What you should do:
Repeat word for word every line from the one holding "Target: bark texture" to the end of the material below.
────
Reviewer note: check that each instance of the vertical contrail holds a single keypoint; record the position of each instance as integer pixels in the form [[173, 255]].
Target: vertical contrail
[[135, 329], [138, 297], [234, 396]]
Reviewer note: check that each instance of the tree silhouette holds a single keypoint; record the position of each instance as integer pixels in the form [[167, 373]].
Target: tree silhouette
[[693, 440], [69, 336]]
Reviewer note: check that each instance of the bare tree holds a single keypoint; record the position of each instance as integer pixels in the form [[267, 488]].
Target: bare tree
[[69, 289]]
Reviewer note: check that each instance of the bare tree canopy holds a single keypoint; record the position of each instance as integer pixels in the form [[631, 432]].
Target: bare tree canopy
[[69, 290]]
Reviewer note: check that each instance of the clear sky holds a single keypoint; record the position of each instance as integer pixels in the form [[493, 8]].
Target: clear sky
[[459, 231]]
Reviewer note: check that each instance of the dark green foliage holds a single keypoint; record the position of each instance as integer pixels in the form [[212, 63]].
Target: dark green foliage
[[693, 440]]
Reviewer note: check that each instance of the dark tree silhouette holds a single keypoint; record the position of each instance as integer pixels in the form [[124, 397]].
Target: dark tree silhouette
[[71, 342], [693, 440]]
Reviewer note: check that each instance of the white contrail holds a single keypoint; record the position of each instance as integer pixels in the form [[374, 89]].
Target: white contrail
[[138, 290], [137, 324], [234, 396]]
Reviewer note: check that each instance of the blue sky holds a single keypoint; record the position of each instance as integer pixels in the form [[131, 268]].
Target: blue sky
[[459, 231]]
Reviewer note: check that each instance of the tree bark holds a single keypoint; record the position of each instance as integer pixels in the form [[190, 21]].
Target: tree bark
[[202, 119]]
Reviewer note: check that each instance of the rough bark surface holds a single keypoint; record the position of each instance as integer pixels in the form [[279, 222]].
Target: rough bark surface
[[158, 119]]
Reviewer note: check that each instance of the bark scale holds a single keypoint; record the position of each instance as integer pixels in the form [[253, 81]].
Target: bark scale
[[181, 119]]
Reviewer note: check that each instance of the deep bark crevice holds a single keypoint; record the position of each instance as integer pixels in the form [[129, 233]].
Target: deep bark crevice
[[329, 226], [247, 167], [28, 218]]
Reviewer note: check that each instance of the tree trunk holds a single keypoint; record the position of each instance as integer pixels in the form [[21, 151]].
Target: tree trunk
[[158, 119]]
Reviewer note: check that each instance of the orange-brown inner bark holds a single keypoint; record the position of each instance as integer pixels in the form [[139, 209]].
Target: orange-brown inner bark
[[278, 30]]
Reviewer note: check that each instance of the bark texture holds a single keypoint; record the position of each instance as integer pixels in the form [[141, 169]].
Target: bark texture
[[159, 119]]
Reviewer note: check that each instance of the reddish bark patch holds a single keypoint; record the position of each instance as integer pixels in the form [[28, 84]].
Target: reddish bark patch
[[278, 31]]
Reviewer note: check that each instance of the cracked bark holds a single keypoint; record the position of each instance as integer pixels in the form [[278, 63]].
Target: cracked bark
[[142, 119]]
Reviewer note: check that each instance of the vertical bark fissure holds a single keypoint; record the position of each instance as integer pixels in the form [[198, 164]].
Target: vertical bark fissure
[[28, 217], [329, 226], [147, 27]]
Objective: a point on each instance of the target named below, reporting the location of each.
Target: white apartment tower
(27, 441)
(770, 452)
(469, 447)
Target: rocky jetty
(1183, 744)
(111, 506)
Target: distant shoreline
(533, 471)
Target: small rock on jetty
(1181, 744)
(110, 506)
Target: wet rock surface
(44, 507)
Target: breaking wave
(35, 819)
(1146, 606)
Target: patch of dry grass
────
Response to the exercise:
Target: bark texture
[[159, 119]]
Reviewer note: check that each instance of the reddish bark patch holds a single keypoint; record the position of each instance as integer pixels in the form [[28, 84]].
Target: reddish bark patch
[[278, 31]]
Reviewer note: check that each instance of the cracked bark holds a single keypoint; record the position of each instance as integer pixels in the form [[278, 63]].
Target: cracked bark
[[142, 119]]
Reviewer note: check that each instance of the vertical bark fissure holds a single keypoint; record the position of each instance as integer pixels in the form [[198, 164]].
Target: vertical bark fissure
[[28, 217], [329, 226], [147, 27]]
Objective: a point on each instance of the target named below, reporting the location of each.
Target: white apartment tower
(27, 441)
(770, 452)
(469, 447)
Target: rocky jetty
(1183, 744)
(111, 506)
Target: distant shoreline
(533, 471)
Target: small rock on jetty
(1181, 744)
(110, 506)
Target: wet rock surface
(44, 507)
Target: breaking wave
(35, 819)
(1146, 606)
Target: patch of dry grass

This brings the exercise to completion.